PROBLEM STATEMENT: Format every line of the items below as a Markdown table with the columns Number and Text, numbering the rows in order and omitting blank lines. Leave the pictures out of the answer.

(Entries for region labeling)
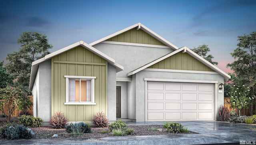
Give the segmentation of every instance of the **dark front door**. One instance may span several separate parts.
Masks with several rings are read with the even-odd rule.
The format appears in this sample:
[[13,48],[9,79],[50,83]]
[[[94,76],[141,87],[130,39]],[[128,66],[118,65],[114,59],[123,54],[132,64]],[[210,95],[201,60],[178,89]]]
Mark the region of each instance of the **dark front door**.
[[116,87],[116,118],[121,118],[121,87]]

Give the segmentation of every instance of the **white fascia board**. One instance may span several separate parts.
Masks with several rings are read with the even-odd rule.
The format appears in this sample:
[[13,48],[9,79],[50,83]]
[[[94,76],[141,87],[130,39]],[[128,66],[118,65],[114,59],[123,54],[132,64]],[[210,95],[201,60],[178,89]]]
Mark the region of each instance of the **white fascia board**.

RESULT BELOW:
| Number | Text |
|---|---|
| 1 | Give the segmentation of every instance of the **dark front door**. One instance may span several separate parts. |
| 2 | Masks with several rings are read with the even-odd rule. |
| 3 | The format appears in this sample: |
| 4 | [[13,48],[9,79],[50,83]] |
| 5 | [[[94,76],[141,87],[130,39]],[[128,66],[118,65],[114,59],[123,54],[132,64]],[[210,95],[201,60],[178,89]]] |
| 6 | Mark the region of each instance of the **dark front door**. |
| 7 | [[116,87],[116,118],[121,118],[121,87]] |
| 8 | Give the segmentation of every instance of the **white fascia board**. One instance may span several separate parts. |
| 9 | Masks with several rings are read with the even-odd rule. |
| 10 | The format appears in this sample: |
| 11 | [[13,48],[9,79],[50,83]] |
| 12 | [[[94,76],[141,87],[130,39]],[[128,66],[118,65],[114,59],[123,54],[132,64]],[[210,95],[201,60],[178,89]]] |
| 13 | Mark the region of each instance of the **white fascia board**. |